- INSTRUCTION
Reproduce the material below without changes, from its first line through the line with "M 71 63 L 71", with both ends included. Leave the pictures out.
___ RECORDED DATA
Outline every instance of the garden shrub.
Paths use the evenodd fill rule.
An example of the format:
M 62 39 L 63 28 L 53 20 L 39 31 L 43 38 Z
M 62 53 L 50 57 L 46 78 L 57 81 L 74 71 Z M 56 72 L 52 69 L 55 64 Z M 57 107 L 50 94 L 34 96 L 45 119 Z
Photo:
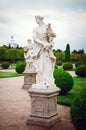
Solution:
M 71 63 L 71 62 L 65 62 L 65 63 L 63 64 L 63 69 L 64 69 L 64 70 L 71 70 L 71 69 L 73 69 L 72 63 Z
M 4 62 L 1 64 L 1 67 L 2 67 L 3 69 L 8 69 L 9 66 L 10 66 L 10 63 L 7 62 L 7 61 L 4 61 Z
M 86 65 L 80 65 L 75 70 L 76 75 L 86 77 Z
M 73 101 L 70 115 L 77 130 L 86 130 L 86 88 Z
M 73 88 L 74 81 L 68 72 L 61 69 L 55 69 L 54 78 L 56 86 L 61 89 L 61 95 L 66 94 Z
M 75 63 L 75 67 L 78 67 L 78 66 L 83 65 L 83 64 L 84 64 L 83 62 L 78 61 L 78 62 Z
M 62 61 L 57 61 L 57 65 L 58 66 L 62 65 Z
M 25 62 L 17 62 L 16 63 L 16 72 L 17 73 L 23 73 L 25 70 L 26 63 Z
______
- TASK SOLUTION
Outline every instance of the garden shrub.
Paths use the evenodd fill rule.
An example of the format:
M 62 39 L 63 28 L 53 20 L 39 31 L 43 38 Z
M 62 53 L 50 57 L 46 78 L 57 81 L 74 71 Z M 56 72 L 52 69 L 55 64 Z M 57 107 L 50 94 L 34 96 L 45 119 Z
Photo:
Solution:
M 71 63 L 71 62 L 65 62 L 65 63 L 63 64 L 63 69 L 64 69 L 64 70 L 71 70 L 71 69 L 73 69 L 72 63 Z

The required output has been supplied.